The request
Copy out the portion of the material below that opens with the line containing "Objective: a point on each instance of the soccer" and closes at the end of the material, requests included. Shift every x and y coordinate in the answers by -94.

[Entries from a pointing dataset]
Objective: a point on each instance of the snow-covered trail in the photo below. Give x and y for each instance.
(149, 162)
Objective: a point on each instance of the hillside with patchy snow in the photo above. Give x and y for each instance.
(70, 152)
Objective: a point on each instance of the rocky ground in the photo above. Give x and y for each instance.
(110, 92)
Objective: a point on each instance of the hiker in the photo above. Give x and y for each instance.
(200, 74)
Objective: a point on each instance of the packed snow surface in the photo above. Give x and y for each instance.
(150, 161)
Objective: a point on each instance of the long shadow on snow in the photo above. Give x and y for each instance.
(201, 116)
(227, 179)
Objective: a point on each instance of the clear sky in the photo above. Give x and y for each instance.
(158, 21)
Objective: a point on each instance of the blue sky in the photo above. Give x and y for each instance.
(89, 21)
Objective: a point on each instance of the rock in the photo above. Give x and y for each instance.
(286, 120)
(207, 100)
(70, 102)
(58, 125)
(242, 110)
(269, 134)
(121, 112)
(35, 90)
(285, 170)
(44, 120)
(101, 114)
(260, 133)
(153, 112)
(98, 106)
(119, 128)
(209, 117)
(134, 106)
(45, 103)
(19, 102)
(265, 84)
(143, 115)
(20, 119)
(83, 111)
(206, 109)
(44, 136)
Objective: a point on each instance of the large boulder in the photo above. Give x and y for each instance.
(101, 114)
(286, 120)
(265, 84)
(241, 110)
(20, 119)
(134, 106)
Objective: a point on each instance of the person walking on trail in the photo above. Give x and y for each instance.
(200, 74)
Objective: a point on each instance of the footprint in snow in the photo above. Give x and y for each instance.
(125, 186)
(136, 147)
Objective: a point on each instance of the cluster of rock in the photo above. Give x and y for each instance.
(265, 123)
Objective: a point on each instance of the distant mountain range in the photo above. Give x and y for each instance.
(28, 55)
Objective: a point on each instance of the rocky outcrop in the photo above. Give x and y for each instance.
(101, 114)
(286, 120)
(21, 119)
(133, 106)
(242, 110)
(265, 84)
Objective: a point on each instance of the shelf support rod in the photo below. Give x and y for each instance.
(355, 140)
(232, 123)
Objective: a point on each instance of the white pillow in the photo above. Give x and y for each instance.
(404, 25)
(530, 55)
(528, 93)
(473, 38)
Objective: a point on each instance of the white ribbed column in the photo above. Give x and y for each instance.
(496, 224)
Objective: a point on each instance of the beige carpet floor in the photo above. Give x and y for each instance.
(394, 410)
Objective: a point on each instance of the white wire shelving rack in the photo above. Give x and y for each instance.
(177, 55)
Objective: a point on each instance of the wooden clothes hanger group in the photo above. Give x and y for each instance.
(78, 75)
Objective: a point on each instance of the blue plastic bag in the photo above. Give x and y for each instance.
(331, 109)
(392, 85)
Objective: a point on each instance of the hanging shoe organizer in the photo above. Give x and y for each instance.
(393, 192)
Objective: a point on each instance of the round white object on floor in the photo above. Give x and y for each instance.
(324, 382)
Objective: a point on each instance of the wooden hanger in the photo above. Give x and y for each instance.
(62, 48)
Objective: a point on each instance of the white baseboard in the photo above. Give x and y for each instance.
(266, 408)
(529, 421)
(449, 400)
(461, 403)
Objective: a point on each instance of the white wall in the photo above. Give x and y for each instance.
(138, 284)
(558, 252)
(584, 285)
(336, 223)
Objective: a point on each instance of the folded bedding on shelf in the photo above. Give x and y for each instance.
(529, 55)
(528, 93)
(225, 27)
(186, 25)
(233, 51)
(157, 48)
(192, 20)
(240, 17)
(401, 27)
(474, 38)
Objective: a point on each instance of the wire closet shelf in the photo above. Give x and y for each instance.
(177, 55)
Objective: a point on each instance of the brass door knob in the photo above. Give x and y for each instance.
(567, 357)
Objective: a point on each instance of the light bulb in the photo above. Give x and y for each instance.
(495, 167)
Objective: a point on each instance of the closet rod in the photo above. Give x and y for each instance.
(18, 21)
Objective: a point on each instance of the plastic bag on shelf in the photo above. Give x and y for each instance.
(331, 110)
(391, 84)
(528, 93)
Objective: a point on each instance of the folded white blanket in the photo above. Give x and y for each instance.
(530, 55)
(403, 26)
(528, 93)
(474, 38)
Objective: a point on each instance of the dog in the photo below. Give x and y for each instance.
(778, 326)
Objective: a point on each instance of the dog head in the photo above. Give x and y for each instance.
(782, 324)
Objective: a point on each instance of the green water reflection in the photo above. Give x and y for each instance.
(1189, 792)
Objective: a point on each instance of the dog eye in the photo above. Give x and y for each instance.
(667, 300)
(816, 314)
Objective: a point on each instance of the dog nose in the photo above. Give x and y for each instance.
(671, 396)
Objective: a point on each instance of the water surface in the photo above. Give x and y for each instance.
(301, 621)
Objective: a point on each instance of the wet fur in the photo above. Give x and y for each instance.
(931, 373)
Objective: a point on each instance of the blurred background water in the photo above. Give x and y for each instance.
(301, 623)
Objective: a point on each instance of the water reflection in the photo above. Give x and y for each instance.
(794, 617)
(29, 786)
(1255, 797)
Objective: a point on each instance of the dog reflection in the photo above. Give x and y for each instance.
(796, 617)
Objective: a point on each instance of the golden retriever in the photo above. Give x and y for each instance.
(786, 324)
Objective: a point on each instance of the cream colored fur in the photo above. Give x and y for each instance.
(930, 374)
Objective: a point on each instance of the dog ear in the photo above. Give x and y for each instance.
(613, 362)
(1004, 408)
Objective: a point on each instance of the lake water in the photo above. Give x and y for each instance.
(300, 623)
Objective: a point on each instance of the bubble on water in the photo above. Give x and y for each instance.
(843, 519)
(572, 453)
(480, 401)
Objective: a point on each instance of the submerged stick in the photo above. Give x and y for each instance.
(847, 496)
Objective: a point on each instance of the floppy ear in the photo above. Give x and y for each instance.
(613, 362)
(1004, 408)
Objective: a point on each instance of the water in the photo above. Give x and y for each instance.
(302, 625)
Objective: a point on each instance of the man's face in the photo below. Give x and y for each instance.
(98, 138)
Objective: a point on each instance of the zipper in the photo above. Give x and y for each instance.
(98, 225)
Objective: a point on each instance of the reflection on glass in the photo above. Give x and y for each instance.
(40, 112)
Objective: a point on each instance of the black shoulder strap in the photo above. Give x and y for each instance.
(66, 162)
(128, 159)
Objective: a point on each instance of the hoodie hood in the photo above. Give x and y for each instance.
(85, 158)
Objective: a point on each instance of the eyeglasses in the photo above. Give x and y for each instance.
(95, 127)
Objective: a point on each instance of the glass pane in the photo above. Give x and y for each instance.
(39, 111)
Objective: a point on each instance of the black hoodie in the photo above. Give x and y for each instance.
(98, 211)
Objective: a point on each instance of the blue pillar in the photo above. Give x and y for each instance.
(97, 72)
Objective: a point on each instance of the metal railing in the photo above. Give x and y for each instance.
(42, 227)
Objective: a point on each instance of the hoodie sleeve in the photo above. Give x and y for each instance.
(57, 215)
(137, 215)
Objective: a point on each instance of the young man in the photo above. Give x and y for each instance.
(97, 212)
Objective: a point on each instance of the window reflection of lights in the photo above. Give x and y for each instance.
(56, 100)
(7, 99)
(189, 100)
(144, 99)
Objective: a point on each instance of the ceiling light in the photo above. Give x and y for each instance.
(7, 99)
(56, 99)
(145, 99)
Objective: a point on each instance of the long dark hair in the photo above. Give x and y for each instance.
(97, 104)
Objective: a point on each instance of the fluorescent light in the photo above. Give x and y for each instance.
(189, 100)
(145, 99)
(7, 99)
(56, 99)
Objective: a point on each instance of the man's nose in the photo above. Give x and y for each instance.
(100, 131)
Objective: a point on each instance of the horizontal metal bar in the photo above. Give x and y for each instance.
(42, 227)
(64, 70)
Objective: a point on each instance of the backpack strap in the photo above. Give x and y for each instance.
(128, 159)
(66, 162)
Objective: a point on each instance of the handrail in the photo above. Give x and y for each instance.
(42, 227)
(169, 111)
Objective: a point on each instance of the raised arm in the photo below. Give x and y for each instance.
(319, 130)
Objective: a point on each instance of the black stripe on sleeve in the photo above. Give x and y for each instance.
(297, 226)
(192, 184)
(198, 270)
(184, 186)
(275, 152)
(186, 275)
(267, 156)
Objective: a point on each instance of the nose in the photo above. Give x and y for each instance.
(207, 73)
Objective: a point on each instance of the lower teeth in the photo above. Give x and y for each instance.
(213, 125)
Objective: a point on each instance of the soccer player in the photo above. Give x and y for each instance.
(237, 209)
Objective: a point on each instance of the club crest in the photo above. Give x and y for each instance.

Task answer
Objective: a point on each instance of the soccer player in the photo above. Give x and y for each instance.
(143, 115)
Objective: a point on each instance of the club crest in the photo above. Give x and y for each instance.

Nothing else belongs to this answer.